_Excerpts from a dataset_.
───

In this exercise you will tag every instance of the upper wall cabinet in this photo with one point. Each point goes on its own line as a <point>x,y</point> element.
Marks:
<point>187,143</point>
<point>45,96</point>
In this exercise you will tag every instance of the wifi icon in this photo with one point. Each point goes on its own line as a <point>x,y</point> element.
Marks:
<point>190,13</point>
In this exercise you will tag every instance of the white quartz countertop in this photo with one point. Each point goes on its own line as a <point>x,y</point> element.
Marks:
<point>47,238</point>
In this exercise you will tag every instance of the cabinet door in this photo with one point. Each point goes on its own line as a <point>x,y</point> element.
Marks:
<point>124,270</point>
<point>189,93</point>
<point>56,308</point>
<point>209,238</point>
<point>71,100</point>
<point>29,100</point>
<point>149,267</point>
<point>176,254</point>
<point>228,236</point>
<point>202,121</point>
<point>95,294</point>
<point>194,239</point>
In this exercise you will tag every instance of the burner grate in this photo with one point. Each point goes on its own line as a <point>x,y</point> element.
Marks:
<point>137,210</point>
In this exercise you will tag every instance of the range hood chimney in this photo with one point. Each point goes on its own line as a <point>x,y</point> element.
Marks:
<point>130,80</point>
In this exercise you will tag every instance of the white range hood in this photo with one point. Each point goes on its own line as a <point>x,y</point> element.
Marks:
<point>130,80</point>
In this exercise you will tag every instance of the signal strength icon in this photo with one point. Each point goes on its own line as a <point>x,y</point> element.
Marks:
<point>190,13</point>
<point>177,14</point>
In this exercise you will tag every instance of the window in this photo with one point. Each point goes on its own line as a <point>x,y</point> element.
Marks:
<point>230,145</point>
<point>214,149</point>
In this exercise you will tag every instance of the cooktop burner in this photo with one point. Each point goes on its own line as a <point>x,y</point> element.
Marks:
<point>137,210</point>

───

_YOUR INSTRUCTIONS_. Counting only lines with the word "range" in them, say how many there are in the entries above, with no other words.

_TASK ANSWER_. 2